Case in point is “It Aint’ Free” a song about the perils of downloading photo images on your iPhone. “True story,” says Clayton-Thomas. I am performing at a Canada Day concert two years ago at Woodbine Park which is like about 10 minutes from my home. So I get off the stage, jump in the limo and drive home. Fifteen minutes later, the phone rings at my house and someone is telling me to click on YouTube. Sure enough, there is the whole concert and the amps are still vibrating from the live show.”

A Blues For A New World runs the full gamut of arrangements from Gospel (“Holy Moses” – featuring Sharon Riley’s Faith Chorale) the tongue-in-cheek calypso arrangement of “Politics”, the Ray Charles-inspired big city blues feel to “It’s All So L.A” to “Lights On Broadway” a stand out tribute to the spirit of Broadway, following the 9/11 New York disaster. “To see the smoke still billowing up from Ground Zero, covering The Stature Of Liberty but then to see the lights going on Broadway. That was the spirit of New York – it was like they were saying “the show must go on.”

As as been is knack in the past, Clayton-Thomas has assembled an all-star cast of musicians that include the likes of guitarist Bernie LaBarge, keyboardist Rob Gusevs, harmonica player Rory Platt, drummer Paul DeLong plus a top-notch horn section, many of who are currently playing in Clayton-Thomas’s band.

*Records provided*:
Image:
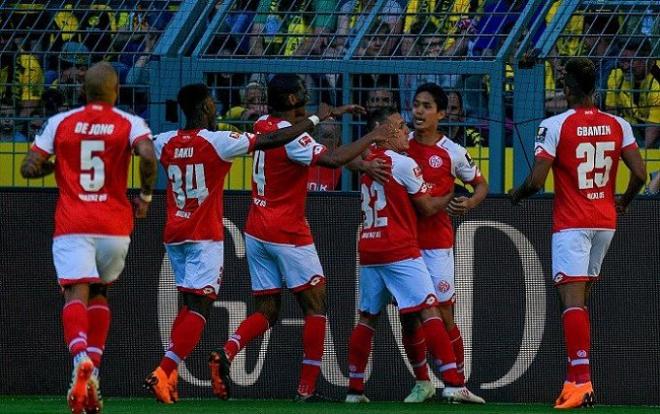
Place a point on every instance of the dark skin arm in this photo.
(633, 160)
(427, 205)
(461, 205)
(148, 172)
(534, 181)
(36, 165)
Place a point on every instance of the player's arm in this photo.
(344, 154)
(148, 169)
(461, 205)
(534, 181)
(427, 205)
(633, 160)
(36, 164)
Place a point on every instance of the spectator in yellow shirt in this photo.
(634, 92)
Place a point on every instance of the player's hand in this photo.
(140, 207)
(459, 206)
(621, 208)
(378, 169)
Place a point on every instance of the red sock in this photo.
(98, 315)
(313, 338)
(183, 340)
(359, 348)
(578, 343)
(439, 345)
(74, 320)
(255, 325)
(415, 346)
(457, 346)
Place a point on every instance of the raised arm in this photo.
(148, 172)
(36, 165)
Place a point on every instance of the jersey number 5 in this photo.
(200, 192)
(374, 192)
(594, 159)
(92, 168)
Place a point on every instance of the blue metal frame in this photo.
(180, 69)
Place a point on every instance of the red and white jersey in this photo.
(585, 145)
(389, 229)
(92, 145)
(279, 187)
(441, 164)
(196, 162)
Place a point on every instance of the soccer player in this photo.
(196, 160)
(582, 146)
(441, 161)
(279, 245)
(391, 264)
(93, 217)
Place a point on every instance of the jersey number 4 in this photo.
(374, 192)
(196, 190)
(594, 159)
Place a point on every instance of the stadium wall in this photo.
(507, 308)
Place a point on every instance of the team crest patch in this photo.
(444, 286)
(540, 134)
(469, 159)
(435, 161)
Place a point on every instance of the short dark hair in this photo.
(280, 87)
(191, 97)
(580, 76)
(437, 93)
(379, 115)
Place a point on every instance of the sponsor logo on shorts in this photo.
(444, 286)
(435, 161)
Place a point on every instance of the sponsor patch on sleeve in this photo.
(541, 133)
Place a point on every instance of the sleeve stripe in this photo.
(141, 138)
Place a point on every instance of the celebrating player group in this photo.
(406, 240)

==

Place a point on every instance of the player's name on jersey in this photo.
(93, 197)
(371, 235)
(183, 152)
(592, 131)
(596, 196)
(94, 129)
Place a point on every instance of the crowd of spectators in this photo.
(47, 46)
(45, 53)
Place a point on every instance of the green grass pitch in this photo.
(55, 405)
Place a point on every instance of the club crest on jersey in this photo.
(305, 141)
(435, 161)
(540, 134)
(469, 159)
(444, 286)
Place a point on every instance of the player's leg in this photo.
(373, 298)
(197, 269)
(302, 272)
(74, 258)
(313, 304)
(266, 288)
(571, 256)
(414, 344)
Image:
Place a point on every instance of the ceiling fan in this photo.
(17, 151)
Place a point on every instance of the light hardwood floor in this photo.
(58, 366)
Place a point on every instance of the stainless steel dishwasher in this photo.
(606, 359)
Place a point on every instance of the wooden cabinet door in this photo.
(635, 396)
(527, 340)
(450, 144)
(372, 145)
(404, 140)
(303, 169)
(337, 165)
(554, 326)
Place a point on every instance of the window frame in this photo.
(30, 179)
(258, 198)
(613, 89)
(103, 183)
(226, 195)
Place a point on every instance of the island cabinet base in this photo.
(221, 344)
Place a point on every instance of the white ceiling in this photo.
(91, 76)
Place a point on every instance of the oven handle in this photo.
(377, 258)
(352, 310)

*Exercise aim*: Extend the article about David Clayton-Thomas's album A Blues For A New World, picking up after its last sentence.

*Expected answer*:
“You won’t see me going out for 200 dates a year, those days are long gone,” notes Clayton-Thomas. “But once this record kicks in I will be looking at select dates in North America. “There’s the Big Muddy Festival in St Louis and some dates in California and I have a festival date in Hamilton – so we’ll see what happens.

David Clayton-Thomas finally feels free of that Blood Sweat And Tears legacy around his neck. Yes he has the memories of a fantastic career and all the financial gains that career generated. But now he’s his own man with his own band and a brand new album that feels fresh and current.

“Yes when I go on stage, I still sing `Spinning Wheel’ and `Lucretia MacEvil’, that’s part of my legacy,” concluded Clayton-Thomas. “But creatively, there is so much more going on.”